GIVEN EXERCISE
Write out every line of the entries below as a JSON list of strings, with one string per line and any blank lines omitted.

Dataset entries
BEGIN
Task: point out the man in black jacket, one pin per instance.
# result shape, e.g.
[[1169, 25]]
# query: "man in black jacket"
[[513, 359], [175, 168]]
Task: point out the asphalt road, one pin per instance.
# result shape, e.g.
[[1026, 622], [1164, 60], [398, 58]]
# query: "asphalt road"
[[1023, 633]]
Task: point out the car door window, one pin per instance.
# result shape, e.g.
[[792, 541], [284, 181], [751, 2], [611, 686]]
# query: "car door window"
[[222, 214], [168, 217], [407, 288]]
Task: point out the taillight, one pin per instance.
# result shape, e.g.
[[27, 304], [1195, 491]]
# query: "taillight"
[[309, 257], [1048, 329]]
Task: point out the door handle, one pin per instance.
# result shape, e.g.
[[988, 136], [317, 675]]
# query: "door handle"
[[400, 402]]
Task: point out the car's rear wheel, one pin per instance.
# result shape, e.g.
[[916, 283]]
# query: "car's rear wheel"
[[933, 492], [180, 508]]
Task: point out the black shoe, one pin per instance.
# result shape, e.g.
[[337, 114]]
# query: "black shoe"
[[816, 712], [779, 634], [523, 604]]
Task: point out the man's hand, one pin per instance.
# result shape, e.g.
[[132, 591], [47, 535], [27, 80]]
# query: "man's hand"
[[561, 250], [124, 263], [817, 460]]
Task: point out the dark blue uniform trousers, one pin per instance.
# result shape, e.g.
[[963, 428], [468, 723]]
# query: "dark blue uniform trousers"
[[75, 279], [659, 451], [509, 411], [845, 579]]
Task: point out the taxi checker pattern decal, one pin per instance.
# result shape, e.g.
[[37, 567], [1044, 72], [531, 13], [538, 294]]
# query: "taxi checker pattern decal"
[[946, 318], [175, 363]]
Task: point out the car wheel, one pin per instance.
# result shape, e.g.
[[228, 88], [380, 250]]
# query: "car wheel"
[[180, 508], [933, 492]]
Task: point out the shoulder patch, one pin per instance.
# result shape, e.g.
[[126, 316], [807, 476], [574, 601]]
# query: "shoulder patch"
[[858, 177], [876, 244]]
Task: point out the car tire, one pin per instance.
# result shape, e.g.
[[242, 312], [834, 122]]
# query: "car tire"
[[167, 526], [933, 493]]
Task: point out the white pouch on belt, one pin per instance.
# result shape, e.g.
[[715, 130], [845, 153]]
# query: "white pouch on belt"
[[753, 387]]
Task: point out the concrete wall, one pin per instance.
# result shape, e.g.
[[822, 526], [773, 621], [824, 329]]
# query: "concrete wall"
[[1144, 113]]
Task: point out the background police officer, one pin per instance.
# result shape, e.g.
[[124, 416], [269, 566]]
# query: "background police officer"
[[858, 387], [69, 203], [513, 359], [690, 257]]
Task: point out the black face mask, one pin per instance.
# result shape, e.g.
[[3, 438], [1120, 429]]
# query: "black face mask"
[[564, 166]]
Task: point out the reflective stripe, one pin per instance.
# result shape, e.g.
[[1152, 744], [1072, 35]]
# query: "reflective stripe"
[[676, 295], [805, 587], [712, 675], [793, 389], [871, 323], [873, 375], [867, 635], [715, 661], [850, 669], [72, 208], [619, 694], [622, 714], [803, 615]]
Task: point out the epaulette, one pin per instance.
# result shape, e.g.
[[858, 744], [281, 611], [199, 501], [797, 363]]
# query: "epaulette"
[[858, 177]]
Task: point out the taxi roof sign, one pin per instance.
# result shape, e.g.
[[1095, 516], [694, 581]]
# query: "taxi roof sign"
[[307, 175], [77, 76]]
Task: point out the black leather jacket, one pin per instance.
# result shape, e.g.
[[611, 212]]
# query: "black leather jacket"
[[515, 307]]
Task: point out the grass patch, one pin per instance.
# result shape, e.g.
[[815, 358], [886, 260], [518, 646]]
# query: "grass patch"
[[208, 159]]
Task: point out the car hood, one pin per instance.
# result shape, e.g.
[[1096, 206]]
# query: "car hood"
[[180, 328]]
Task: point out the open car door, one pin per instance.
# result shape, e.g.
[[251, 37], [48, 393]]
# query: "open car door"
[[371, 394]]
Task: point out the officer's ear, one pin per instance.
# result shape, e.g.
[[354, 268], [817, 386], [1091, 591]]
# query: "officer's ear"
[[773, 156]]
END
RESPONSE TO THE TASK
[
  "Task: point out the man in black jacket, one pin per instance.",
  "# result shape, e.g.",
  "[[1169, 25]]",
  "# query: \"man in black jacket\"",
  "[[513, 359], [175, 168]]",
  "Task: point out the asphalt road, one pin per instance.",
  "# result shape, e.g.",
  "[[1026, 622], [1164, 60], [398, 58]]",
  "# query: \"asphalt road\"",
  "[[1023, 633]]",
  "Task: point out the car door window, one pin per instance.",
  "# result shape, e.g.",
  "[[792, 541], [284, 181], [751, 2], [611, 686]]",
  "# query: \"car door window\"",
  "[[222, 214], [168, 217], [407, 288]]",
  "Task: point out the taillight, one pin per instance.",
  "# result shape, e.g.",
  "[[27, 304], [1195, 491]]",
  "# query: \"taillight\"",
  "[[309, 257], [1048, 329]]",
  "Task: point out the door handle, one pin per instance.",
  "# result shape, e.g.",
  "[[988, 136], [317, 675]]",
  "# query: \"door handle\"",
  "[[400, 402]]",
  "Task: point out the car's rear wheel, one pin per instance.",
  "# result shape, e.g.",
  "[[916, 283]]",
  "# query: \"car's rear wheel\"",
  "[[933, 492], [180, 508]]",
  "Task: point out the black shoe, one pin per instance.",
  "# result shape, e.g.",
  "[[337, 114]]",
  "# query: \"black shoe\"",
  "[[816, 712], [779, 634], [523, 604]]",
  "Task: point out the man's hand, one pin per instance.",
  "# result shape, e.g.",
  "[[132, 591], [47, 535], [27, 80]]",
  "# query: \"man's hand\"",
  "[[561, 250], [124, 263], [817, 460]]",
  "Task: point out the dark blue uniform trousers, one pin per instance.",
  "# result shape, e.g.",
  "[[963, 428], [468, 723]]",
  "# query: \"dark blue uniform trousers\"",
  "[[75, 279], [659, 451], [509, 411], [845, 579]]",
  "Task: point out the taxi checker pattern decal, one pin per instance.",
  "# result shape, e.g.",
  "[[37, 567], [1044, 72], [531, 13], [538, 294]]",
  "# query: \"taxi checker pattern decal\"",
  "[[946, 318], [175, 363]]",
  "Task: point out the car wheel, one pin per instance.",
  "# result shape, e.g.",
  "[[228, 88], [380, 250]]",
  "# query: \"car wheel\"",
  "[[180, 508], [933, 492]]",
  "Task: point out the shoulder patch, one pin per instance.",
  "# result shape, e.g.",
  "[[126, 316], [807, 476], [574, 601]]",
  "# query: \"shoulder patch\"",
  "[[858, 177], [876, 244]]",
  "Task: point out the car tire, one pin per instance.",
  "# result shape, e.g.",
  "[[242, 312], [834, 122]]",
  "# query: \"car tire\"",
  "[[167, 526], [933, 493]]",
  "Task: point out the white pouch on belt, one pin per instance.",
  "# result shape, e.g.",
  "[[715, 130], [845, 153]]",
  "# query: \"white pouch on belt\"",
  "[[753, 387]]",
  "Task: point out the concrete wall, one pin per instance.",
  "# result shape, e.g.",
  "[[822, 526], [773, 621], [824, 329]]",
  "# query: \"concrete wall\"",
  "[[1144, 113]]",
  "Task: point out the background police officer, one pin per instance.",
  "# result shape, e.g.",
  "[[124, 416], [269, 566]]",
  "# query: \"background police officer\"",
  "[[858, 387], [69, 203], [513, 359], [690, 257]]",
  "Task: point out the black face mask, one pin per instance.",
  "# result shape, e.g.",
  "[[3, 438], [1120, 429]]",
  "# query: \"black face mask\"",
  "[[564, 166]]",
  "Task: point out the reflective stripe, one pin per instance.",
  "# result shape, e.g.",
  "[[1152, 744], [1072, 35]]",
  "# query: \"reflective stripe\"",
  "[[676, 295], [805, 587], [712, 675], [793, 389], [871, 323], [873, 375], [867, 635], [715, 661], [850, 669], [72, 208], [619, 694], [622, 714], [803, 615]]",
  "Task: point out the epaulette, one pin per instance.",
  "# result shape, e.g.",
  "[[858, 744], [281, 611], [199, 501], [797, 363]]",
  "# query: \"epaulette\"",
  "[[858, 177]]",
  "Task: point out the taxi roof sign, one pin per instance.",
  "# result shape, e.g.",
  "[[1095, 516], [694, 581]]",
  "# query: \"taxi roof sign\"",
  "[[307, 175], [77, 76]]",
  "Task: point out the black leather jacket, one pin per instance.",
  "# result shape, e.g.",
  "[[611, 212]]",
  "# query: \"black leather jacket\"",
  "[[515, 307]]",
  "Task: point out the grass patch, one pin per instance.",
  "# result shape, e.g.",
  "[[815, 358], [886, 260], [518, 646]]",
  "# query: \"grass patch\"",
  "[[208, 159]]",
  "Task: point out the car hood, one pin per instance.",
  "# result shape, e.g.",
  "[[1096, 206]]",
  "# query: \"car hood\"",
  "[[180, 328]]",
  "Task: point out the open car door, one pin per instance.",
  "# result shape, e.g.",
  "[[251, 37], [48, 393]]",
  "# query: \"open car door\"",
  "[[371, 394]]",
  "Task: point out the officer's ear, one pin per instance.",
  "# result shape, e.g.",
  "[[354, 268], [817, 386], [1091, 591]]",
  "# query: \"officer's ear\"",
  "[[773, 156]]"
]